====== Dataset records

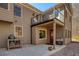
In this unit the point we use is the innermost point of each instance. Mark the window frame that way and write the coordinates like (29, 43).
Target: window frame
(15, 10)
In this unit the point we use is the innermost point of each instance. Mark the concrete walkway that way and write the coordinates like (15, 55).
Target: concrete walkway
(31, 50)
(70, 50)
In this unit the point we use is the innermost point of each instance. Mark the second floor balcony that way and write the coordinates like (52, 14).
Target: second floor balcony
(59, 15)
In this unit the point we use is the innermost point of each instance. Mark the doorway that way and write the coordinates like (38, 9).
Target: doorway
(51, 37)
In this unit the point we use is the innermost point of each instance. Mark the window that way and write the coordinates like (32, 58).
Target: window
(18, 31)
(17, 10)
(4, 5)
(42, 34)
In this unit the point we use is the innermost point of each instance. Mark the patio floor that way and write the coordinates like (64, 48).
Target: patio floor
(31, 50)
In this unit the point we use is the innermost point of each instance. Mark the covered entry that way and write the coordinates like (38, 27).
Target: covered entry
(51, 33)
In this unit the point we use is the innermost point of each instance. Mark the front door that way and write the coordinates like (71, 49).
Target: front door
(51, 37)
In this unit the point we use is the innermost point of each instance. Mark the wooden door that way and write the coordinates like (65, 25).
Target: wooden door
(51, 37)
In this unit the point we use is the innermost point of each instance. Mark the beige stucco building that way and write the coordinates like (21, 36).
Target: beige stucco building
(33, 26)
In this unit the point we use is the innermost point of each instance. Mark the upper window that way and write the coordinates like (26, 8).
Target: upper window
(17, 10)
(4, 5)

============
====== Dataset records

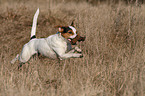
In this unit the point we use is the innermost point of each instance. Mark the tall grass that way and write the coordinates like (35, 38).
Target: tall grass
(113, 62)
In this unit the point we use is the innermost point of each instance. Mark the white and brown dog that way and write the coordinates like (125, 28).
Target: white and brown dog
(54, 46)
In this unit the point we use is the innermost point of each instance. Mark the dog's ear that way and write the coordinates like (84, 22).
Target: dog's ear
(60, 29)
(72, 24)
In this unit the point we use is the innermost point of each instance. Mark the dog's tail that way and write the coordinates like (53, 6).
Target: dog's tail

============

* _Given exercise_
List each line above that contains the string "front", copying the whole line. Case must match.

* _Result of this exercise_
In this unit the point we use is the innermost point of each instance. Mark the front door that way and write the coordinates like (71, 49).
Target: front door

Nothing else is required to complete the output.